> [Records excerpted from a collection]:

━━━━━━━━━━━━━━━━━━━━

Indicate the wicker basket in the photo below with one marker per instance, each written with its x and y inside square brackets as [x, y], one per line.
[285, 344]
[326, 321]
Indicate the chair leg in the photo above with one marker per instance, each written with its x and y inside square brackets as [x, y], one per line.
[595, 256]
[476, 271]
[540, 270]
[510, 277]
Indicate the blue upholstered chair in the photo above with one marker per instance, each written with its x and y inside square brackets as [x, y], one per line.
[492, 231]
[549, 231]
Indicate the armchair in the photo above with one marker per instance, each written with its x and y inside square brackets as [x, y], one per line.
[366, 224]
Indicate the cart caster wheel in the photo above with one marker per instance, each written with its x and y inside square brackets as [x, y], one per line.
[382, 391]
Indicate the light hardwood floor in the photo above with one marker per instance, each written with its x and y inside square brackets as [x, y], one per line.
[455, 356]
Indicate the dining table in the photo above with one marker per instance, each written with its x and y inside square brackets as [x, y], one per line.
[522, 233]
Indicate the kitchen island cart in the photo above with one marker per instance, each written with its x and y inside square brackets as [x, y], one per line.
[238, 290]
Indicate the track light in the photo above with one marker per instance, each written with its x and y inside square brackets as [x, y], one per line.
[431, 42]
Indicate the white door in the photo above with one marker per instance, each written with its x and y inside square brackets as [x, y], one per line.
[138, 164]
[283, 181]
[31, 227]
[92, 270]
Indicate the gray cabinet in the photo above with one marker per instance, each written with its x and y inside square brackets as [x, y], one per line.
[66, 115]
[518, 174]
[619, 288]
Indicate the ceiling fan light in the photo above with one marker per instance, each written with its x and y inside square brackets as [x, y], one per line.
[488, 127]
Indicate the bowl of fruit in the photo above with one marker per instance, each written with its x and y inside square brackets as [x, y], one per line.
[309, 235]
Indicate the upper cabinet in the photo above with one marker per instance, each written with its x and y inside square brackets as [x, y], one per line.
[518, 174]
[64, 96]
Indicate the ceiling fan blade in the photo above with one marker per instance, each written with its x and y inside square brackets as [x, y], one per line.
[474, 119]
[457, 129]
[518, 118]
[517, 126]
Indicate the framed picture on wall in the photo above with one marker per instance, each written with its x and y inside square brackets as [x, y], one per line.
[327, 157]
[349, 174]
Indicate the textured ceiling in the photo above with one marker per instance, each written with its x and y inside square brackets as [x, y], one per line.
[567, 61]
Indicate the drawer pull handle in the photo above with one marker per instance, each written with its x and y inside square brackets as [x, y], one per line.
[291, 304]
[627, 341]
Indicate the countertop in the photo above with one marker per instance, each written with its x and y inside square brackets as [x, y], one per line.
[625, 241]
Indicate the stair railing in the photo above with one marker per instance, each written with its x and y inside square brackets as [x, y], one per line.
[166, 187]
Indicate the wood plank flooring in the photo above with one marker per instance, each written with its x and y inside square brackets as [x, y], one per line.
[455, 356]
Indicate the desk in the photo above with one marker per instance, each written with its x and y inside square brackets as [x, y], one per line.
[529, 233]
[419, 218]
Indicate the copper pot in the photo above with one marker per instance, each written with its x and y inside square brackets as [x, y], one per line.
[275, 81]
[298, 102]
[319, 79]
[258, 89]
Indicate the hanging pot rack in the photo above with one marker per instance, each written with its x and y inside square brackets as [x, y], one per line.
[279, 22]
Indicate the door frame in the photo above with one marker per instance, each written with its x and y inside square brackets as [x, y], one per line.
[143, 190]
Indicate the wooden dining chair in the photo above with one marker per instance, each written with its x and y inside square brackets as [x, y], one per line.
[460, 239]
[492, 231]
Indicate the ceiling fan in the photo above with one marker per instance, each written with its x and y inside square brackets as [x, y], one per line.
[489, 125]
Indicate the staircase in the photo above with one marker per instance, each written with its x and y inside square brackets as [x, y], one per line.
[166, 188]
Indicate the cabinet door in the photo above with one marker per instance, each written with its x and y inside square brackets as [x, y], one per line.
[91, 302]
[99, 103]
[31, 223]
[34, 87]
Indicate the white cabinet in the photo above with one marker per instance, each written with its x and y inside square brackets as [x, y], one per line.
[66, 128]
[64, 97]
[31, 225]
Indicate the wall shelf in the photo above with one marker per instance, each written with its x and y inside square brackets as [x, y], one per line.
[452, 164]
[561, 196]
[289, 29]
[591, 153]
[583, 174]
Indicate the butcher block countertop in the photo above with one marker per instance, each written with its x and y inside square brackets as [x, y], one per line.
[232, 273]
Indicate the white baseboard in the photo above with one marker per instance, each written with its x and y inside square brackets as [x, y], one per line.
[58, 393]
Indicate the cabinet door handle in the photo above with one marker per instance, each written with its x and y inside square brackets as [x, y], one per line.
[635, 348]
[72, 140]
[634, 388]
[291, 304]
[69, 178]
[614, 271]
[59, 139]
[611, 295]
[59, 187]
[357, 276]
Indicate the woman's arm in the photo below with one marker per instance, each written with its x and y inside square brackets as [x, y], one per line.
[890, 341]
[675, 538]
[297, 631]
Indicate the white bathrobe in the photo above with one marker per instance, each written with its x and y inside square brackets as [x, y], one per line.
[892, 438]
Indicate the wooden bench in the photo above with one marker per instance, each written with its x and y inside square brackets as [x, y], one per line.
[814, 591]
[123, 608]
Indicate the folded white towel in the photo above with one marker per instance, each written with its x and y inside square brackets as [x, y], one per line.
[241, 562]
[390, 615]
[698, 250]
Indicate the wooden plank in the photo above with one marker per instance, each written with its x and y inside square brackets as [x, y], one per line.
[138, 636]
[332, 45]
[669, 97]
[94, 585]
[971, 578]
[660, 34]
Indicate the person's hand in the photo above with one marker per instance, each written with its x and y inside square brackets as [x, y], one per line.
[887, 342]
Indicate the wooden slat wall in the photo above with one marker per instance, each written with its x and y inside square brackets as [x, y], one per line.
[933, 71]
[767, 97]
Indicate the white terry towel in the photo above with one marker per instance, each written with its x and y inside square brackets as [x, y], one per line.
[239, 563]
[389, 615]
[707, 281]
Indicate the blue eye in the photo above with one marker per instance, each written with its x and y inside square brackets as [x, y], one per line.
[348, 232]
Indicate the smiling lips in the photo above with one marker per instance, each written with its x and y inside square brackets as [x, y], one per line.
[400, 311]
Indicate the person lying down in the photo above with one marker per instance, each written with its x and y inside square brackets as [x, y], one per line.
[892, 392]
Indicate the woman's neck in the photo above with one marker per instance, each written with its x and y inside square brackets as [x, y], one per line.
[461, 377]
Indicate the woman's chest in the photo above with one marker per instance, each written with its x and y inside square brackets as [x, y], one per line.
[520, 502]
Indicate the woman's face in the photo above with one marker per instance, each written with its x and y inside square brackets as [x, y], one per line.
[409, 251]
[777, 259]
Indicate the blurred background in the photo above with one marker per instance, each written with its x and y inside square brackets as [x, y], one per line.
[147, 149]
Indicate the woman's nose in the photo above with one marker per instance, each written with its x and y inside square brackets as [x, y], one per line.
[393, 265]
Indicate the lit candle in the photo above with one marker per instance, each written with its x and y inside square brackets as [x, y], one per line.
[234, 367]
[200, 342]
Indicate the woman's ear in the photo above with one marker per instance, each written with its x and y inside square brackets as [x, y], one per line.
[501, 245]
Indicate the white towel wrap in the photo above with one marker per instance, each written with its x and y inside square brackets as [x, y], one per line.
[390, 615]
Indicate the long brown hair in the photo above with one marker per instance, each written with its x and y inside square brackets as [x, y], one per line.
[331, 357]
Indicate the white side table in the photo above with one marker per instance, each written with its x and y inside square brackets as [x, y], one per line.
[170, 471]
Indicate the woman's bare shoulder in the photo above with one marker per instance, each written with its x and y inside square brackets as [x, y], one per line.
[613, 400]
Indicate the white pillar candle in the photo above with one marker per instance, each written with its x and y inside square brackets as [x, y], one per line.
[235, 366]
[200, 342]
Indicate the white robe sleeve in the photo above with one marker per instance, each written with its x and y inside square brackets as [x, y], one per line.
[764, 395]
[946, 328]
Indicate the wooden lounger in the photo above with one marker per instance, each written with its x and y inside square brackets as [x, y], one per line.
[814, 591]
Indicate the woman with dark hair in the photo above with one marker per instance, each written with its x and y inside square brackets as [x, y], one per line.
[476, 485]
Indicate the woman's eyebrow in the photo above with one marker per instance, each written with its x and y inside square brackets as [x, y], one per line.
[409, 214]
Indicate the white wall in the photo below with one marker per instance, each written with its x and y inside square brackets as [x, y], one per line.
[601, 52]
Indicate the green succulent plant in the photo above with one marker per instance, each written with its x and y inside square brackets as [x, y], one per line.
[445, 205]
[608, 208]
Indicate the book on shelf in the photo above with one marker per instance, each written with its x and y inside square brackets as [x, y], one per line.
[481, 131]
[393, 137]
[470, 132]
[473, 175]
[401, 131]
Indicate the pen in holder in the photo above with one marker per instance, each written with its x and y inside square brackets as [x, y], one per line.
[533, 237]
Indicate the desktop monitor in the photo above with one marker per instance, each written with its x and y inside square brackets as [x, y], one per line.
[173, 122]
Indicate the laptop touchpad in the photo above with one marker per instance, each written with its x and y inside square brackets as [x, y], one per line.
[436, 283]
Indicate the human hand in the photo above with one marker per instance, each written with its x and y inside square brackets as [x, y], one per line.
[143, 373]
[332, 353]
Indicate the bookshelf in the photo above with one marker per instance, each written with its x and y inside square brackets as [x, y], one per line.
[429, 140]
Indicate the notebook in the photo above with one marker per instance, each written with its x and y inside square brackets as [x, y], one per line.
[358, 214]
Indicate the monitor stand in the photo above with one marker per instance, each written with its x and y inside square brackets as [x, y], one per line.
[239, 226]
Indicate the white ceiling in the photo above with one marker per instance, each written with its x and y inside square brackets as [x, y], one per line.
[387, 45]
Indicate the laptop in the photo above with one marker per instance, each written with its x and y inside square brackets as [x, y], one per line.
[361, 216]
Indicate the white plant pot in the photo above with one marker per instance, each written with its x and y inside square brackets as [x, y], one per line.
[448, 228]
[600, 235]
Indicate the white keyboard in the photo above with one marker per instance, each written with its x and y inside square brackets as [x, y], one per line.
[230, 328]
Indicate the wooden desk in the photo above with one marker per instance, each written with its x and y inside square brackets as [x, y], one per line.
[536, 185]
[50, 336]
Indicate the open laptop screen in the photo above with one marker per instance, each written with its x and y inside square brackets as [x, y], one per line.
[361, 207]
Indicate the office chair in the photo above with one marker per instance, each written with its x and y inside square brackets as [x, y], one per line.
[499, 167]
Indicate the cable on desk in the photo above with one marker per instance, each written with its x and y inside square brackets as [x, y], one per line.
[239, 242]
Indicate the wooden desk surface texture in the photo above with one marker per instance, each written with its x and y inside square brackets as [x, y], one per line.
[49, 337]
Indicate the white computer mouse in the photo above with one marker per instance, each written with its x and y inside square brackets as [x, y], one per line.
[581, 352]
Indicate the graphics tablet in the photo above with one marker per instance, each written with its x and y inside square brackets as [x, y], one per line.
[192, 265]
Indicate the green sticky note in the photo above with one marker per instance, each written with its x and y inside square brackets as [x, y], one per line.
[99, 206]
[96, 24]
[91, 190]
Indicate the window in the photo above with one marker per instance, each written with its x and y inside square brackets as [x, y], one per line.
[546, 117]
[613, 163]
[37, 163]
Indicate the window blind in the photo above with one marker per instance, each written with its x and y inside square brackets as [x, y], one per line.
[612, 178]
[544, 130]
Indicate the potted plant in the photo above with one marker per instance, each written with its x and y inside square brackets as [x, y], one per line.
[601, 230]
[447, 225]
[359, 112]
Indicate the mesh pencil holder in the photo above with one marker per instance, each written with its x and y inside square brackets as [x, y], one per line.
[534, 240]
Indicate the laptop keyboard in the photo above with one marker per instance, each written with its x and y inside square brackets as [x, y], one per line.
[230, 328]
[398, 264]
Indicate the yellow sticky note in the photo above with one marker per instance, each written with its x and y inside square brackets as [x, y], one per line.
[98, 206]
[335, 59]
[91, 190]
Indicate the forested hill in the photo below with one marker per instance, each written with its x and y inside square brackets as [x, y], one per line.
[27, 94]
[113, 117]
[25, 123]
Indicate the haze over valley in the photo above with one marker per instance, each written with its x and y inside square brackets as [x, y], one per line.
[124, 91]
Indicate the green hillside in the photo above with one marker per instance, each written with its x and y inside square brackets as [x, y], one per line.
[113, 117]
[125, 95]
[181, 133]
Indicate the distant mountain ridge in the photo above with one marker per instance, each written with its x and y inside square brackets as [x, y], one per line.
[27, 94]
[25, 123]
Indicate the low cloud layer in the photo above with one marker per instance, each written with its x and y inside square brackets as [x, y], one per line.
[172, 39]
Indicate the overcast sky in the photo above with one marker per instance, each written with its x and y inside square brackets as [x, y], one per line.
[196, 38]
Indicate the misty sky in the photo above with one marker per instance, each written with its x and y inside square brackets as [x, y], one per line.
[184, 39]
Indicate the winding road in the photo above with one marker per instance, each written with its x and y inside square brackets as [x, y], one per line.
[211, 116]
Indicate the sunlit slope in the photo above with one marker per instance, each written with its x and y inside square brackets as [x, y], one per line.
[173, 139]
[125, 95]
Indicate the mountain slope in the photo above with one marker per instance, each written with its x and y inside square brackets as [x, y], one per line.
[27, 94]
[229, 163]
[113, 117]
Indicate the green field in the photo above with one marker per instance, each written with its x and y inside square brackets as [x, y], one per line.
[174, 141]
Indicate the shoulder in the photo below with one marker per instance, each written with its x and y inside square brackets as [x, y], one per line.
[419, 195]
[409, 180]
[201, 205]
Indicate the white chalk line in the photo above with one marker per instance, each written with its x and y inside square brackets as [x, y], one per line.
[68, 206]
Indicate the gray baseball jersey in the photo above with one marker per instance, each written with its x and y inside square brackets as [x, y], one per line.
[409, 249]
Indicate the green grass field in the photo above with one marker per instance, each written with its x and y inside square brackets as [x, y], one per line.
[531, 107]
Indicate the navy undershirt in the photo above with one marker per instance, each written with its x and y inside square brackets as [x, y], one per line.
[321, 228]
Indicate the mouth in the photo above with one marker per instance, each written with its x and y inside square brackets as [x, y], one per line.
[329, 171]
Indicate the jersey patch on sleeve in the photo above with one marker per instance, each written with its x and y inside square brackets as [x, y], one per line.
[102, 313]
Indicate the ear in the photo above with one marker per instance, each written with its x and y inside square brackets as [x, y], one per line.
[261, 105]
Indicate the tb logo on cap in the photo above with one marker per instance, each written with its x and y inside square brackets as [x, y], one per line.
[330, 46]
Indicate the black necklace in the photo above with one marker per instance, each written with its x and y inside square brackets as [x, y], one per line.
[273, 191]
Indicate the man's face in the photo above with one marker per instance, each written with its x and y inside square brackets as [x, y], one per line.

━━━━━━━━━━━━━━━━━━━━

> [What to produce]: Up to and including the final line of the data above, please copy every line exactly, starting from the one that contains "Indicate the white chalk".

> [Response box]:
Indicate the white chalk line in the photo above with one marker per instance, each written with its x and y inside square brackets as [x, y], one per line.
[68, 206]
Indicate the gray baseball jersey in the photo above with one marker per instance, each written with its x and y inside square brackets as [x, y], one per line.
[409, 249]
Indicate the green grass field in the photo above with one marker per instance, each written with its x and y inside square brackets as [x, y], one per line.
[531, 107]
Indicate the navy undershirt in the photo above with one marker per instance, each written with its x and y inside square brackets as [x, y], one per line.
[321, 228]
Indicate the mouth in the photo above with one marker per instance, each written with its x and y inside square brackets as [x, y], one per line.
[329, 171]
Indicate the jersey patch on sleeve in the photo above with one marker per instance, each written with its x and y inside square brackets as [x, y], one per line.
[102, 313]
Indicate the ear in the photo above with one marker per instance, each written with its x and y inside square brackets as [x, y], one per line.
[261, 105]
Indicate the tb logo on cap in the photo above with one marker per instance, each written with its x and y inside square brackets as [x, y], one per line.
[330, 46]
Indicate the black necklace in the photo above with one marker per instance, each written with its x and y inside square brackets as [x, y], one per line.
[273, 191]
Indicate the man's face in the photo above with one marker per instance, each written with its x and y inside square brackets as [x, y], one per line.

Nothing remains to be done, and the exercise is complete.